MATERIAL FOR THE TASK
+ + +
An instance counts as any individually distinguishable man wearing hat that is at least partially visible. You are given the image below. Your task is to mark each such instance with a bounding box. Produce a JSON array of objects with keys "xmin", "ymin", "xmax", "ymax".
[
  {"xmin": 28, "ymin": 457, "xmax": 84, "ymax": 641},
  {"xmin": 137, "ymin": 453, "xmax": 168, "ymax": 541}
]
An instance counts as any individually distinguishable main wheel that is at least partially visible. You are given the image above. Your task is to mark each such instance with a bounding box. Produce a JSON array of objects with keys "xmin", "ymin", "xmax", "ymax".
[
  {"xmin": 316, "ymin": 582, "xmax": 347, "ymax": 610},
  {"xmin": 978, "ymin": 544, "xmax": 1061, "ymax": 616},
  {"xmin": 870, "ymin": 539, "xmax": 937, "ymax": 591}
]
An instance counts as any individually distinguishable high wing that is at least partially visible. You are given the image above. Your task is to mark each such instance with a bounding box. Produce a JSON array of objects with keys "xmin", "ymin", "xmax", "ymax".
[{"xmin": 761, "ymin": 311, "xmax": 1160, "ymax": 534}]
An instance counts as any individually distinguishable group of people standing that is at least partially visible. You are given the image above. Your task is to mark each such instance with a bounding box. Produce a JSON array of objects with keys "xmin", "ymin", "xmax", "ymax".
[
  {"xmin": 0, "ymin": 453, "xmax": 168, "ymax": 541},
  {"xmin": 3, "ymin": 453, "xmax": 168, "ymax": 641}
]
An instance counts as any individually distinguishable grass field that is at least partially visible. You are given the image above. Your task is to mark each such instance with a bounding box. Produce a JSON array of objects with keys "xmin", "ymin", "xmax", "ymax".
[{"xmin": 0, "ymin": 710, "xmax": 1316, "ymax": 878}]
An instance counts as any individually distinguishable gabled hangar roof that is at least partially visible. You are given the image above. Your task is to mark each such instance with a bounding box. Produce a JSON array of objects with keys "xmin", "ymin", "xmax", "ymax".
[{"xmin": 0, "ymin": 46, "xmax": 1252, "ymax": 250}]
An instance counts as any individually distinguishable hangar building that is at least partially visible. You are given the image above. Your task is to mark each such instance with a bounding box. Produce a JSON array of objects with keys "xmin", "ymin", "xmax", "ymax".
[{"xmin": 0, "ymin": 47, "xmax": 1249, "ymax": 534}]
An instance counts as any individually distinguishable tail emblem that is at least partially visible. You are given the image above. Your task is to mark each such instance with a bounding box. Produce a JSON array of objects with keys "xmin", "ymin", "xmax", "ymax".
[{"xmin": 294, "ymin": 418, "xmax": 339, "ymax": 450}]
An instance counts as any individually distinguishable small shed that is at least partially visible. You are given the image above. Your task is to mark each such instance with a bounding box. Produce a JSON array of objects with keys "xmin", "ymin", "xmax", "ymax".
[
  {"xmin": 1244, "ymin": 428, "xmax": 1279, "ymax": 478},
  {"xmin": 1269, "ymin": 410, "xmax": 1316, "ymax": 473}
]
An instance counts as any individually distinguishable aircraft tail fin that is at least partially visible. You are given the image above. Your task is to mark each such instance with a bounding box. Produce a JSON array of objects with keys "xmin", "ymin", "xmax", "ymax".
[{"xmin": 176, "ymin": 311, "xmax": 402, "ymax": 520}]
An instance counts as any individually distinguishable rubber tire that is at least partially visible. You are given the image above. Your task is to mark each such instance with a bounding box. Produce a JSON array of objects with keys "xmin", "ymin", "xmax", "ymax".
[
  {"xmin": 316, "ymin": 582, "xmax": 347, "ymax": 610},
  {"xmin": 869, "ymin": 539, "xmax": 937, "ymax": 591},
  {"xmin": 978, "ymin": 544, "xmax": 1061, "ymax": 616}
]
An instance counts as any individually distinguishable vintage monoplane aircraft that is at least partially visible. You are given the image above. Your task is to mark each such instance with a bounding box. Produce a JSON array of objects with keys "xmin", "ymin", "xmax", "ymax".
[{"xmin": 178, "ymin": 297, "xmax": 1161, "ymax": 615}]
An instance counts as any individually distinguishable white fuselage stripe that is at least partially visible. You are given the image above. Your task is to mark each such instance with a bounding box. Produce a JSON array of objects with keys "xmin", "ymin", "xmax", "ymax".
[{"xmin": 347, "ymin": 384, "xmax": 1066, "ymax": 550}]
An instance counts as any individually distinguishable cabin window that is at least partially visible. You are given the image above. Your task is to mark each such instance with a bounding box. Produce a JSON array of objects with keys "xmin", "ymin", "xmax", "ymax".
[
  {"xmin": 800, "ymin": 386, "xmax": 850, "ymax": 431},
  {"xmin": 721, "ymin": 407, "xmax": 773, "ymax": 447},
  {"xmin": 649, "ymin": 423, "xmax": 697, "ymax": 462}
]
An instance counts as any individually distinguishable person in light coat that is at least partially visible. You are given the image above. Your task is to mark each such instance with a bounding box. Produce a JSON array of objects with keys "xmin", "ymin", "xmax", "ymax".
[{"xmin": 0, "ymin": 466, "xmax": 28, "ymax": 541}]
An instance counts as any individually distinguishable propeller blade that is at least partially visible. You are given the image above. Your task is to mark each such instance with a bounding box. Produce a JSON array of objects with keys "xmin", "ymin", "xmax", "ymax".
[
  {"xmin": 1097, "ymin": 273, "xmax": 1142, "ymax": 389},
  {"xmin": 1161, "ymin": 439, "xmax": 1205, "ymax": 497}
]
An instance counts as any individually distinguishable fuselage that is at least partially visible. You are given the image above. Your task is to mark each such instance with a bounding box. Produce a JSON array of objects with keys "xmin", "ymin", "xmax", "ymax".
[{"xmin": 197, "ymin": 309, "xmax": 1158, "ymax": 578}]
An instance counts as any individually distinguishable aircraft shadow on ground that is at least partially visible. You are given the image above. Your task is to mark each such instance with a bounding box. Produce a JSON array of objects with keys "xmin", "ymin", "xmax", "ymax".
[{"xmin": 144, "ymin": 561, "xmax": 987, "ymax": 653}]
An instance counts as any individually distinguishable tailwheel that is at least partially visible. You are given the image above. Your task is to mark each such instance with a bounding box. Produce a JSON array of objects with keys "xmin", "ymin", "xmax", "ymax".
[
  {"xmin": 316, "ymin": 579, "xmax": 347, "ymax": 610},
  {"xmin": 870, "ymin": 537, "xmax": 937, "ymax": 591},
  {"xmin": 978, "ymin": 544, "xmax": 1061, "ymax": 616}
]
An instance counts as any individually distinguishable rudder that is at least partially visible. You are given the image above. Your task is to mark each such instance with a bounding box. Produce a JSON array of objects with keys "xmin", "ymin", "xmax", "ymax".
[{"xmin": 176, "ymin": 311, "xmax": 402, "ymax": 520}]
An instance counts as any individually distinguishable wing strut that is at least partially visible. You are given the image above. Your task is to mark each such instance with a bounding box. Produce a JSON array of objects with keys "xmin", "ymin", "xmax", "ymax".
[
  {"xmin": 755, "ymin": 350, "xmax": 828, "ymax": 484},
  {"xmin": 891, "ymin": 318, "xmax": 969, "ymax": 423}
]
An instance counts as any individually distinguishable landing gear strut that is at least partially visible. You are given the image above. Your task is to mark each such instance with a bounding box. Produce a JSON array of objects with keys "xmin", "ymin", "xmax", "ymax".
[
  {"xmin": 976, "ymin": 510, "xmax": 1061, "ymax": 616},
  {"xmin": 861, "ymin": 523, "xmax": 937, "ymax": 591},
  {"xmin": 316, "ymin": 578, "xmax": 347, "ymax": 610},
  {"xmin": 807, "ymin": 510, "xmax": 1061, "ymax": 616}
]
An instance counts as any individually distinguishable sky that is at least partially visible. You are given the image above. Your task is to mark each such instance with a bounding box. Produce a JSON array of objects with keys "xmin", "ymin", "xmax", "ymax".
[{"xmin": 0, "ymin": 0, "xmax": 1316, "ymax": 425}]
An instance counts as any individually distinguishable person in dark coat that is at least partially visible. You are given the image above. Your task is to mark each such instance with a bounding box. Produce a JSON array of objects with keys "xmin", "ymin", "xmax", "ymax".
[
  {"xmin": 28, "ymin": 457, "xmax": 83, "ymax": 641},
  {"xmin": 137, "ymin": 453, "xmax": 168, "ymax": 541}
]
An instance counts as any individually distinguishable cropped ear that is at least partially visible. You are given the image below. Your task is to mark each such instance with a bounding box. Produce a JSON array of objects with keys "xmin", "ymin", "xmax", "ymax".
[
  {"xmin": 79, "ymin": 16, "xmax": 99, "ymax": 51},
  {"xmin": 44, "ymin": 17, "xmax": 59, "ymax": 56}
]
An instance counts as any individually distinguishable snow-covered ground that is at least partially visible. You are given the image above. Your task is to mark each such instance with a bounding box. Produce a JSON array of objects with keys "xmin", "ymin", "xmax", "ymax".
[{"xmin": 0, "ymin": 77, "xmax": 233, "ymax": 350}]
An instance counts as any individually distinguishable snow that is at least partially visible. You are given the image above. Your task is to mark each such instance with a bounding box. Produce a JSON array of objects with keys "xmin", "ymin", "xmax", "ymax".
+ + +
SHORT TASK
Find every line of the material above that contains the string "fuselage" and copy each one in full, treating uppercase and lowercase letters as different.

EXERCISE ANSWER
An instance counts as any individually distinguishable white fuselage stripe that is at least partially visible. You are given the image above. Your task is to mark each such instance with a bounding box. Produce a JSON array of objects with keys "xmin", "ymin", "xmax", "ymax".
An instance counts as any individually distinguishable fuselage that is at least partially visible. You are given the image above. Your task is to mark each such instance with a bounding box. Produce a JSON array of objects with keys "xmin", "ymin", "xmax", "ymax".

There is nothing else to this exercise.